WHAT THIS TASK INVOLVES>
Please recast all of the items below as a numbered list, leaving out blank lines and any pictures.

DATA TO PROCESS>

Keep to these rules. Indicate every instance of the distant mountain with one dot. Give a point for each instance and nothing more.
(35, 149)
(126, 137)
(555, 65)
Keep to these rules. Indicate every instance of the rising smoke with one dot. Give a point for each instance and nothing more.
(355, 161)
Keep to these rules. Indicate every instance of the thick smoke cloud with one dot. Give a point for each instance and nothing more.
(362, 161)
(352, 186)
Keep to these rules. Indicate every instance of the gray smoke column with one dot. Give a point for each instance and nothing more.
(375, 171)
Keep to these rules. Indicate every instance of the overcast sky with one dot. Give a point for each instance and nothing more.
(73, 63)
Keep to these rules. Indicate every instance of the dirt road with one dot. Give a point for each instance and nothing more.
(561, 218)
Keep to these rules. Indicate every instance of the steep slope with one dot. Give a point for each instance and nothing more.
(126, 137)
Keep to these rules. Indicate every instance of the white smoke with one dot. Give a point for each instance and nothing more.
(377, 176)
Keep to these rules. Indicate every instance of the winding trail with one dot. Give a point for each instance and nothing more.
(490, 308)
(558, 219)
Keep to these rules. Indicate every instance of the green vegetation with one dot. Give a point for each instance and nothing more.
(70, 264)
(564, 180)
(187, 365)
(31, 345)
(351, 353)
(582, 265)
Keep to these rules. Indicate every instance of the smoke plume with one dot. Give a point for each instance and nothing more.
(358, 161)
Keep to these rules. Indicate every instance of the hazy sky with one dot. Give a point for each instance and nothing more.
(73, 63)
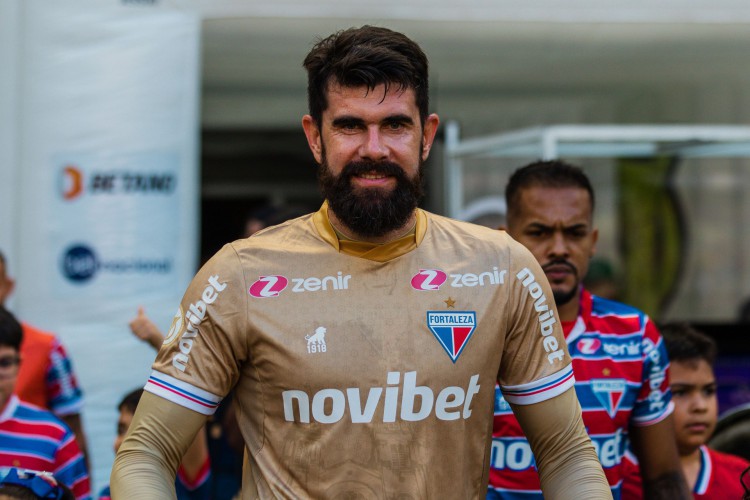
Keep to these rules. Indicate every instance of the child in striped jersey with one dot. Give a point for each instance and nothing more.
(709, 473)
(30, 437)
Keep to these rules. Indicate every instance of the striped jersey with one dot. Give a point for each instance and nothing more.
(718, 476)
(365, 377)
(621, 368)
(33, 438)
(46, 378)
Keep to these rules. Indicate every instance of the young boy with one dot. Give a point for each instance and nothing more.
(193, 477)
(709, 473)
(30, 437)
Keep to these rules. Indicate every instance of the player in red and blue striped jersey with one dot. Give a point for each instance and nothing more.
(619, 360)
(30, 437)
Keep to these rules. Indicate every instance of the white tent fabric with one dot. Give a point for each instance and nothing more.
(105, 186)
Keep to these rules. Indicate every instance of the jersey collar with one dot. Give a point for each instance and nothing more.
(371, 251)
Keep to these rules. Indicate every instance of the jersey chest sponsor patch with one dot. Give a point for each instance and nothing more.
(452, 329)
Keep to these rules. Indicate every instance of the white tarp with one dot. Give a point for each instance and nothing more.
(107, 186)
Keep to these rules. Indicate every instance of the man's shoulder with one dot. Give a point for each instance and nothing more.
(37, 336)
(468, 229)
(613, 317)
(38, 415)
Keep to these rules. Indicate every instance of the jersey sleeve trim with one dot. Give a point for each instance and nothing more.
(540, 390)
(652, 419)
(182, 393)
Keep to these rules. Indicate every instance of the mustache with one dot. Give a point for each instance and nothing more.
(560, 262)
(355, 168)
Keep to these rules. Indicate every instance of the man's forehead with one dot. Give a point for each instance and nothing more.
(379, 92)
(562, 205)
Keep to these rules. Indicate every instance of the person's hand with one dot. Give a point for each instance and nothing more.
(145, 329)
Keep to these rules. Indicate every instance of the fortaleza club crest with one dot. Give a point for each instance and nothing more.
(609, 392)
(452, 329)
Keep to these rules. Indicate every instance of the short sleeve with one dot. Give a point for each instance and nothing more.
(64, 396)
(535, 364)
(206, 345)
(654, 400)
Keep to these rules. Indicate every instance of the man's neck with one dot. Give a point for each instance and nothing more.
(569, 310)
(340, 227)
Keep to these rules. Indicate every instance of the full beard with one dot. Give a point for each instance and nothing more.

TASK OUTPUT>
1. Keep to these rules. Indicate every instance of the distant mountain with one dot. Give a point for each instance and nothing more.
2. (35, 149)
3. (126, 137)
4. (555, 65)
5. Keep to these rules. Indicate every instance of the rising smoke with one dot. Give a point for each instance and nothing more.
6. (355, 161)
7. Keep to these rules. Indicate every instance of the thick smoke cloud with one dot. Give a point for each instance and nothing more.
8. (362, 161)
9. (352, 186)
10. Keep to these rules. Indicate every instance of the gray smoke column with one dot. Give a point for each instance and nothing more.
11. (375, 171)
12. Keep to these rules. Indicate every instance of the overcast sky with one dot. Give a point for each instance and nothing more.
13. (73, 63)
14. Keep to these rules. Indicate every instance of the dirt road with one dot. Give a point for each instance and nothing more.
15. (561, 218)
16. Keep to these rules. Indicate every instance of the steep slope with one dot. Give a point for each instance and nothing more.
17. (126, 137)
18. Keep to these rules. Indicate every instance of the white smoke with one dot. Give a point for each instance and nothing more.
19. (377, 176)
20. Keep to these rules. Indicate every instance of the winding trail with one dot. Give a point for each instance and nothing more.
21. (490, 308)
22. (558, 219)
23. Keep to these rules. Indicate every instance of the green vegetation with one dot. Give a point for each instance and nothing more.
24. (70, 264)
25. (564, 180)
26. (187, 365)
27. (31, 345)
28. (351, 353)
29. (582, 265)
30. Keep to these rules. Indicate every instance of the smoke plume with one dot. Give a point for each instance and nothing more.
31. (358, 161)
32. Keep to these rules. Indicate every instance of the hazy sky with one dot. Give a point for each instance and nothing more.
33. (73, 63)
34. Keep to these rules. Indicate every instance of the child in striped jersey with one dot. Give a point for each instance and nothing more.
35. (709, 473)
36. (30, 437)
37. Keep to these rules. Indicate every instance of the striped jersey with one dot. Give a point for each instance and nothing more.
38. (718, 476)
39. (365, 377)
40. (621, 368)
41. (33, 438)
42. (46, 378)
43. Keep to these rules. Indicate every instance of the young boy with one dot. Give a point for each instance and nothing more.
44. (193, 477)
45. (709, 473)
46. (30, 437)
47. Keep to these rules. Indicate every instance of the player in red and blue striped jersey with one dot. Give a point for each instance and nothing more.
48. (619, 360)
49. (30, 437)
50. Keep to these rules. Indicate every instance of the white tent fabric with one dot. Give a point for each instance and nothing more.
51. (105, 186)
52. Keep to these rules. Indicate every instance of the jersey collar with one dot. Give a point for each instance and nothing more.
53. (371, 251)
54. Keep to these rules. Indicate every instance of the jersey chest sponsor patch with one dot. Give a point for each instance and nothing more.
55. (452, 329)
56. Keep to these rules. Indicate every instance of the white tarp with one dot. Give a point for each instance and nothing more.
57. (107, 186)
58. Keep to these rules. Indicate every instance of the man's shoulder with one dot. Give a point for each instance and nothing more.
59. (37, 336)
60. (468, 229)
61. (613, 317)
62. (38, 415)
63. Keep to these rules. Indicate every instance of the jersey sleeve trim with one dot. Give a point for each instance and nothing more.
64. (540, 390)
65. (652, 419)
66. (182, 393)
67. Keep to these rules. Indicate every instance of the mustache with one dot. Give a point for each instance and nothing more.
68. (560, 262)
69. (355, 168)
70. Keep to these rules. Indicate every instance of the man's forehead with one dot. Give a point for each instance and nothing more.
71. (379, 92)
72. (562, 205)
73. Keep to these rules. Indicate every instance of the person's hand with one dot. Give a point for each instance and nothing more.
74. (145, 329)
75. Keep to these rules. Indicate every instance of the fortaleza club crest with one dot. Give a point for each instance and nothing more.
76. (609, 392)
77. (452, 329)
78. Keep to these rules. Indicate every instance of the short sleeve with one dot. Give a point for each instance and nothing more.
79. (64, 396)
80. (535, 364)
81. (206, 345)
82. (654, 400)
83. Keep to these rules. Indicate every instance of the man's neck with one dot. Give a point for each instance and nothing more.
84. (569, 310)
85. (340, 227)
86. Keep to these rules. Indicate every instance of the full beard with one dot. Give a point for each instance and nothing more.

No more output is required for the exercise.